_STATED PROBLEM_
From the records below, pull out every line that contains the word "mountain", with uppercase and lowercase treated as different.

────────────────

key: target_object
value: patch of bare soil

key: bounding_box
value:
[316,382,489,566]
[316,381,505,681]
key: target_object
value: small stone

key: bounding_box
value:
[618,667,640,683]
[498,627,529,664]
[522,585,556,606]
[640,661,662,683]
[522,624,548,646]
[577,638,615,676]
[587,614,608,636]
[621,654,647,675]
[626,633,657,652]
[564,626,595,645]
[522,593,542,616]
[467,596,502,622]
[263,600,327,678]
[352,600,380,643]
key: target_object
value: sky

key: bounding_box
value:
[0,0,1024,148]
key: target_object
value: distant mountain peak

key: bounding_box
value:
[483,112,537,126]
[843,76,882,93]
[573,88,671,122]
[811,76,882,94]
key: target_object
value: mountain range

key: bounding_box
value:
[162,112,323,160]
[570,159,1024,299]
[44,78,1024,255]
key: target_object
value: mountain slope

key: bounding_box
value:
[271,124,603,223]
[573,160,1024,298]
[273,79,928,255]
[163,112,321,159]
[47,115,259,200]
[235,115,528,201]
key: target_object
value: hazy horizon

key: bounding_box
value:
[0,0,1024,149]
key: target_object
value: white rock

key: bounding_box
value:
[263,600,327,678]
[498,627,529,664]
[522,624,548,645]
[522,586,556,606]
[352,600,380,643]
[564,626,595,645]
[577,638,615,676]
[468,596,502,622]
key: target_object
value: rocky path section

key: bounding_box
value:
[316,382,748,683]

────────────────

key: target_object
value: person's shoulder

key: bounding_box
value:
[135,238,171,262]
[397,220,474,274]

────────────────

_SOLUTION_
value: distant mountain peak
value: mountain range
value: mountain slope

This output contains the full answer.